— Task description —
Put these lines into a numbered list, leaving out any blank lines.

— Dataset entries —
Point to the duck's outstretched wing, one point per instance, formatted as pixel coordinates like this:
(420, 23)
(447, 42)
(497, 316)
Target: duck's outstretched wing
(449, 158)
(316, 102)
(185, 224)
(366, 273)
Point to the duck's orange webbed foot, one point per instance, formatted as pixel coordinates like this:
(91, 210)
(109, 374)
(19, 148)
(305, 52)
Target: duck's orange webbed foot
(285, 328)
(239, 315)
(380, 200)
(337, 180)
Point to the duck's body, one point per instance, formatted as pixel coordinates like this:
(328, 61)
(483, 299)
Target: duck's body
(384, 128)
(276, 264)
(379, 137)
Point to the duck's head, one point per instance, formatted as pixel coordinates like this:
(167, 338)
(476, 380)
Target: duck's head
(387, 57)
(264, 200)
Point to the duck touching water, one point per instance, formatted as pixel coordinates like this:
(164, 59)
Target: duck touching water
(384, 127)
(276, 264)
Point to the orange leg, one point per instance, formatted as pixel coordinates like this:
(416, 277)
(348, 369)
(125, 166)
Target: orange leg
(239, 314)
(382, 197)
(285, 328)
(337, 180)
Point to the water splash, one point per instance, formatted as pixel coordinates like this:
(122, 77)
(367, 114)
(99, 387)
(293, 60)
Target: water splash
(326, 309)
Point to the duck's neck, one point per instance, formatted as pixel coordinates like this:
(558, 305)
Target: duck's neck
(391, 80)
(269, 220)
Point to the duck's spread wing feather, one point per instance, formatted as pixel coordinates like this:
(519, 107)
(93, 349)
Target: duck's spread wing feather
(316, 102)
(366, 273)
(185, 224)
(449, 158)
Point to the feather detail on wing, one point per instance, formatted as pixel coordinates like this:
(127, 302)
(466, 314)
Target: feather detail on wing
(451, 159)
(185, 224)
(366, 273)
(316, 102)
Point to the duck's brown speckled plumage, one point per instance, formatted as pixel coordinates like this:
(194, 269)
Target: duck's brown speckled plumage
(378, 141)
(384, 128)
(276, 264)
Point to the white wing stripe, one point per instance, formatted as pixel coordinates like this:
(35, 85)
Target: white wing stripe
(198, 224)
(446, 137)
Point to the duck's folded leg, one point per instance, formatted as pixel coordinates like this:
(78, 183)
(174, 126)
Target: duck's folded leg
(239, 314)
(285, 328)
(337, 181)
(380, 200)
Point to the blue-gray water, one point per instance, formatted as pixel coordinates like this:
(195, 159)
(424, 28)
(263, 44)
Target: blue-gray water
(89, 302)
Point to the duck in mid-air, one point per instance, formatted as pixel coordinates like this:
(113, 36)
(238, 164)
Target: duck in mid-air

— Output of the task —
1. Point to the duck's outstretched wing, one point per instance, formatted as pixel coordinates like this:
2. (420, 23)
3. (447, 42)
4. (497, 316)
5. Target: duck's outstretched wing
6. (449, 158)
7. (316, 102)
8. (185, 224)
9. (366, 273)
10. Point to the duck's orange webbed foot, one point per instance, formatted as pixel coordinates like this:
11. (91, 210)
12. (109, 374)
13. (19, 148)
14. (305, 52)
15. Target: duck's orange webbed foot
16. (285, 328)
17. (239, 315)
18. (380, 200)
19. (337, 180)
20. Point to the duck's body, one point per instance, formatted as pixel coordinates like this:
21. (328, 61)
22. (483, 299)
23. Target: duck's body
24. (384, 128)
25. (276, 264)
26. (379, 137)
27. Point to the duck's head, one point per instance, formatted as pixel coordinates like this:
28. (167, 338)
29. (476, 380)
30. Target: duck's head
31. (387, 57)
32. (264, 200)
33. Point to the duck touching water, one point per instance, formatted as pixel coordinates like this:
34. (164, 59)
35. Target: duck touching water
36. (384, 127)
37. (276, 264)
38. Point to the orange leg, one point per instance, formatted as pixel coordinates like this:
39. (416, 277)
40. (348, 369)
41. (125, 166)
42. Target: orange leg
43. (239, 314)
44. (382, 197)
45. (285, 328)
46. (337, 180)
47. Point to the water splash, one point per instance, formatted as pixel coordinates like this:
48. (122, 77)
49. (367, 114)
50. (99, 387)
51. (293, 60)
52. Target: water splash
53. (326, 309)
54. Point to the duck's neck, one point per instance, formatted as pixel coordinates like this:
55. (558, 305)
56. Target: duck's neck
57. (391, 80)
58. (269, 220)
59. Point to the duck's spread wing feather, one point per instance, formatted as pixel coordinates like this:
60. (519, 107)
61. (93, 349)
62. Target: duck's spread wing feather
63. (316, 102)
64. (366, 273)
65. (185, 224)
66. (449, 158)
67. Point to the feather detail on wing, one point per instance, formatted as pixel coordinates like this:
68. (127, 302)
69. (466, 314)
70. Target: feather detail on wing
71. (451, 159)
72. (185, 224)
73. (366, 273)
74. (316, 102)
75. Point to the duck's brown speckled plumage, one point per instance, formatted as pixel coordinates like this:
76. (194, 269)
77. Target: duck's brown speckled plumage
78. (378, 141)
79. (384, 128)
80. (276, 264)
81. Point to the white wing stripe, one point per instance, formatted as pixel coordinates like this:
82. (35, 85)
83. Target: white wing stripe
84. (198, 224)
85. (446, 137)
86. Point to the duck's folded leg, one point per instance, formatted as pixel coordinates like this:
87. (78, 183)
88. (174, 126)
89. Target: duck's folded leg
90. (239, 314)
91. (285, 328)
92. (337, 181)
93. (380, 200)
94. Point to the blue-gray water, one point per instance, formatted as pixel coordinates like this:
95. (195, 159)
96. (424, 28)
97. (263, 44)
98. Target: blue-gray water
99. (89, 302)
100. Point to the duck in mid-air, one point per instance, formatted as pixel coordinates like this:
101. (113, 36)
102. (238, 164)
103. Target: duck in mid-air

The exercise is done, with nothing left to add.